* DESCRIPTION OF THE TASK *
Reproduce verbatim the final portion of the material below, from the line containing "Could you please point out the shirt" through its last line, and nothing else.

* ENTRIES SUPPLIED *
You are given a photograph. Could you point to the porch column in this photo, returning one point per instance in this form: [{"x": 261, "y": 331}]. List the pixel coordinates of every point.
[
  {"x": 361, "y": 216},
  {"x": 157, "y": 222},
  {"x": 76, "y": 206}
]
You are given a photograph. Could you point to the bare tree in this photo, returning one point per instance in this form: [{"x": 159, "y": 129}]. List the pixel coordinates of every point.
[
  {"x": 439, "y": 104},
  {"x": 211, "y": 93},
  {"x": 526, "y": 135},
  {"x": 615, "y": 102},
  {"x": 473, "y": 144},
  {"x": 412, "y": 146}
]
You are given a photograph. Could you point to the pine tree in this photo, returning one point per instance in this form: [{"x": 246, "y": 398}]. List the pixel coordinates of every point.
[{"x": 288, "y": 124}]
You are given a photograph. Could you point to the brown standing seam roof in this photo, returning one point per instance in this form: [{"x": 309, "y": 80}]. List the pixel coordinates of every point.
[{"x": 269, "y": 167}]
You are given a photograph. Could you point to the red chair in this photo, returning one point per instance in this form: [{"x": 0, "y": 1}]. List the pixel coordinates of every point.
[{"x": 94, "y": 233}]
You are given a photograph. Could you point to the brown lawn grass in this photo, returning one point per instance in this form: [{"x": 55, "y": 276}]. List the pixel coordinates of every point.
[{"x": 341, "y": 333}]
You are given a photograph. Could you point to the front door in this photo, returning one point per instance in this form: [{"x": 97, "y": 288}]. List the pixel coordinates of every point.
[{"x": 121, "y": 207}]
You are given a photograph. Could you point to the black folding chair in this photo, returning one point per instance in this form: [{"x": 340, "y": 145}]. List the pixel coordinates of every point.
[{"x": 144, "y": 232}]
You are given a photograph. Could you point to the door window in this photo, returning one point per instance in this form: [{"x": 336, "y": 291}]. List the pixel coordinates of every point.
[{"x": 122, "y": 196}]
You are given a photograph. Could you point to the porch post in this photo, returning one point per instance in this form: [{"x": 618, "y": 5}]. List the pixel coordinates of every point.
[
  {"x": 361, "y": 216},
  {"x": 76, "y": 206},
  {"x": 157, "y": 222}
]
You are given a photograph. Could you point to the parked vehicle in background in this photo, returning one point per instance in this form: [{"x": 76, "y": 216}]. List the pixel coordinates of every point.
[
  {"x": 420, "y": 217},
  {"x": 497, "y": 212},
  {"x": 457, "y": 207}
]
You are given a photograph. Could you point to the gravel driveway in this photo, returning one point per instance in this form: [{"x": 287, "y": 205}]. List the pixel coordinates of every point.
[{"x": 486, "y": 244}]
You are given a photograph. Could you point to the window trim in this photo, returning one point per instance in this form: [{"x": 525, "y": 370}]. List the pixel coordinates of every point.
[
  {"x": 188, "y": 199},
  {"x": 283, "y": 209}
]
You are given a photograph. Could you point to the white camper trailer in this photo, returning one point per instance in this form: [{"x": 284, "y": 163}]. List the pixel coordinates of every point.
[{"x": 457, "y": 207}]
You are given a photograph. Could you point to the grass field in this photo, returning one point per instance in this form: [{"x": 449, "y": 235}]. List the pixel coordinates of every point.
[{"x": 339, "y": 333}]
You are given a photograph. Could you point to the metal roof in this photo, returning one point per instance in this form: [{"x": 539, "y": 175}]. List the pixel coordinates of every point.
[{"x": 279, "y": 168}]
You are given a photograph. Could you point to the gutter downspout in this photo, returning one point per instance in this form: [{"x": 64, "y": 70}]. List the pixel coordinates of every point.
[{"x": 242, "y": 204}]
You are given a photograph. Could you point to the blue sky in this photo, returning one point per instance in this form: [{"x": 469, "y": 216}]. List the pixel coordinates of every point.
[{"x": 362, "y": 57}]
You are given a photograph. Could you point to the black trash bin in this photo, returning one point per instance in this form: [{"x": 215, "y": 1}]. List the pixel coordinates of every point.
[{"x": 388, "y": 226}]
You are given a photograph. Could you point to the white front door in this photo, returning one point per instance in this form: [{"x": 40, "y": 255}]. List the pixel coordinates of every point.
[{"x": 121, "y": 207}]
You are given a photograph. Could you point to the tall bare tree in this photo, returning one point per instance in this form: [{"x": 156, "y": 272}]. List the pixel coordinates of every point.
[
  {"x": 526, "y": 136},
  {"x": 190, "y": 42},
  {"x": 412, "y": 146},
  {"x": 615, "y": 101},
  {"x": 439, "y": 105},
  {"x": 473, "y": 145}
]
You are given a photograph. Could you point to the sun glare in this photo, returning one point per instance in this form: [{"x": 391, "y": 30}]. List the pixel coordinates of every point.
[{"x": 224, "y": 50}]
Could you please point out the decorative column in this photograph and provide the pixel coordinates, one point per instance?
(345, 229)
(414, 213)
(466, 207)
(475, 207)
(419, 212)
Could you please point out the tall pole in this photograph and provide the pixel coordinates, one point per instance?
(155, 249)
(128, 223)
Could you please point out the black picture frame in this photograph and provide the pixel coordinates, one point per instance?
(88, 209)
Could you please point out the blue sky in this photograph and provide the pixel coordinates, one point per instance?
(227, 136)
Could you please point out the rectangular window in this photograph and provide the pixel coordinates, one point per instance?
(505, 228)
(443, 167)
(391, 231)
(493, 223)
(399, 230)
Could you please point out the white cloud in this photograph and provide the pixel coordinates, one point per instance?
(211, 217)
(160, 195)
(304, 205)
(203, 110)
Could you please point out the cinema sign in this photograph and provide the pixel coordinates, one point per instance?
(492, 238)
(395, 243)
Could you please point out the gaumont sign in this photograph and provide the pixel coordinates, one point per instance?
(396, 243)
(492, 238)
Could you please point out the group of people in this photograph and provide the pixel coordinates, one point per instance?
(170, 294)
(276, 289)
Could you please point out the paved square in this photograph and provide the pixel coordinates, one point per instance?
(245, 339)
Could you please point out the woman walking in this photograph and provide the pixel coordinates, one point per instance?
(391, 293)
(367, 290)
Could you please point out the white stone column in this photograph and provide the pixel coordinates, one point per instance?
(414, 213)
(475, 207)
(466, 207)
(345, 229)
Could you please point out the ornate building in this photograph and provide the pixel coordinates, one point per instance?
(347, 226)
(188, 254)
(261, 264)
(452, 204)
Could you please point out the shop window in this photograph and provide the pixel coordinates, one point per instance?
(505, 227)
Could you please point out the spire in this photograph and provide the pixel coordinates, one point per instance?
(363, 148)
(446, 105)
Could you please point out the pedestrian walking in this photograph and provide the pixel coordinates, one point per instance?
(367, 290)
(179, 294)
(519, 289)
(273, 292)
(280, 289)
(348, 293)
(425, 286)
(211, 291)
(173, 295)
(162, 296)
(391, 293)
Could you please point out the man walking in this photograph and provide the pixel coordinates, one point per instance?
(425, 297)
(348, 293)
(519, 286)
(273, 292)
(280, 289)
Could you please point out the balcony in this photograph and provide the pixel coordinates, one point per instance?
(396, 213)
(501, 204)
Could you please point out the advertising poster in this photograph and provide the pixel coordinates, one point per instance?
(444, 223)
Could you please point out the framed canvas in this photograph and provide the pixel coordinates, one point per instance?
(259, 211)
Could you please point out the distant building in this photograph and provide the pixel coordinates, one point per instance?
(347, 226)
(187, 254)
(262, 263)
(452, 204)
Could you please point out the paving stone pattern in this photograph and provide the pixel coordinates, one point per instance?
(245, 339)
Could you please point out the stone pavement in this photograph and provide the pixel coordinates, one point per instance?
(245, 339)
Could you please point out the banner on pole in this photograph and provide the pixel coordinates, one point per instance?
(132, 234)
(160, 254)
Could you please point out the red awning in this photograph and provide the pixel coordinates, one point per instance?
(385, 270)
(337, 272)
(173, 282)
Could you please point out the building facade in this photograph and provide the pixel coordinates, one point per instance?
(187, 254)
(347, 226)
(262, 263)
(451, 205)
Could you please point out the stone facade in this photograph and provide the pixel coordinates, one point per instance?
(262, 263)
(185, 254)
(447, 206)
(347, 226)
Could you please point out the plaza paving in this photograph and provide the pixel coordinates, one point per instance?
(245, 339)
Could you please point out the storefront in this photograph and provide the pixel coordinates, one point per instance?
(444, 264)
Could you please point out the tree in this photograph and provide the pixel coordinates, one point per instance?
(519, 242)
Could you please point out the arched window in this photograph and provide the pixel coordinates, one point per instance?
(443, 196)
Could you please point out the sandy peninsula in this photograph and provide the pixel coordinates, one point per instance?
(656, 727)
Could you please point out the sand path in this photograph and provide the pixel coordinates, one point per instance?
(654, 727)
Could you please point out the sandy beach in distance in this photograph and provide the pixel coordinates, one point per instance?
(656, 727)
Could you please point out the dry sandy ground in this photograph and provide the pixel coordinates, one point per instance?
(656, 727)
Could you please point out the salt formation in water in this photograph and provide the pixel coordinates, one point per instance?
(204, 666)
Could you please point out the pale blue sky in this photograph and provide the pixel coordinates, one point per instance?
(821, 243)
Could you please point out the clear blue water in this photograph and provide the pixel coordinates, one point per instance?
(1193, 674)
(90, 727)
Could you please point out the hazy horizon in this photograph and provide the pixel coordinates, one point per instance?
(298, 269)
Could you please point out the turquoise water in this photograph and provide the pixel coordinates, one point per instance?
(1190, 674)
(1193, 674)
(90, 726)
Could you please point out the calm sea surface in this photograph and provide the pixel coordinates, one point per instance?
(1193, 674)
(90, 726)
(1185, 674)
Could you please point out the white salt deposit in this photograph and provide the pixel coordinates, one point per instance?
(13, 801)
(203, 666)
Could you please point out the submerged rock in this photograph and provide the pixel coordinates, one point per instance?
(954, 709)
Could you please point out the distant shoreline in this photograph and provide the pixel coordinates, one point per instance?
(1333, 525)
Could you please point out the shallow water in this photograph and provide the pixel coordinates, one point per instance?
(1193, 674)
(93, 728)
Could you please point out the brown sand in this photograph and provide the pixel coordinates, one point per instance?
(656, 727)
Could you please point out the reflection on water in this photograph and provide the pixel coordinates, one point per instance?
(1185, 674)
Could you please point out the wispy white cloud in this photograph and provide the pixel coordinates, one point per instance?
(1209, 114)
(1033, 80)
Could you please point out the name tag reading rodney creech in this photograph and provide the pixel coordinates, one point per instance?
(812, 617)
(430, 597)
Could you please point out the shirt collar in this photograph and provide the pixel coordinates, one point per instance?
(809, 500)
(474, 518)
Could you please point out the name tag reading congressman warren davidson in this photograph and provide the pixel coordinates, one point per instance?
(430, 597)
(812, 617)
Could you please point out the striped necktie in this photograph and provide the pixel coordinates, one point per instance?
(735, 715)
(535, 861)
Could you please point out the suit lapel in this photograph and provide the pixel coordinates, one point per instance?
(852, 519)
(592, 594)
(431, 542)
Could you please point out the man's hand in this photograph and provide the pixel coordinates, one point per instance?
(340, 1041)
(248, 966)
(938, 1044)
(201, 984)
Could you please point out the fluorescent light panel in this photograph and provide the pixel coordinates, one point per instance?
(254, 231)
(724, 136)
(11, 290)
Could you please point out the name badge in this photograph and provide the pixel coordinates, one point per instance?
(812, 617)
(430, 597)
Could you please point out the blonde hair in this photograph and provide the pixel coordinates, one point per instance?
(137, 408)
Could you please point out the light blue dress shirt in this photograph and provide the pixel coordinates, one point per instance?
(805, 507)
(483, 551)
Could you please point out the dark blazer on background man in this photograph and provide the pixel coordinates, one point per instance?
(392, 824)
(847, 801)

* RESPONSE *
Could you please point out the shirt collar in this photograph and provide the pixel coordinates, one point per instance?
(809, 500)
(474, 518)
Could you please point out the name tag reading congressman warren davidson in this photograph and provide the pixel coordinates, one point per instance?
(430, 597)
(812, 617)
Could you please point out the striped necktie in this photograph and provide the pixel coordinates, one point per instance?
(735, 715)
(535, 861)
Could you please point out the suit lapel in this photograph and provide the pixel coordinates, one point per instance?
(852, 519)
(592, 594)
(431, 542)
Could you please point out the man's hand in this photograph and provide the pixel coordinates, one point per instance?
(340, 1041)
(248, 966)
(938, 1044)
(201, 984)
Could you please point out the fluorescent light panel in this photograph and provide the pixel coordinates, one point per instance?
(254, 231)
(724, 136)
(11, 290)
Could you please point out the name badge in this photograph and provide the pixel coordinates, one point per instance?
(812, 617)
(430, 597)
Could you please point out the blonde hair in this photograph and provide the pixel coordinates, one point per instance?
(137, 408)
Could you please point out the light blue dress shirt in this photograph and provide the pixel coordinates, one point per instance?
(805, 507)
(483, 551)
Could you please point out the dark blazer on background man in this photograph and provide the pixel coordinates, one point per instance?
(392, 824)
(847, 801)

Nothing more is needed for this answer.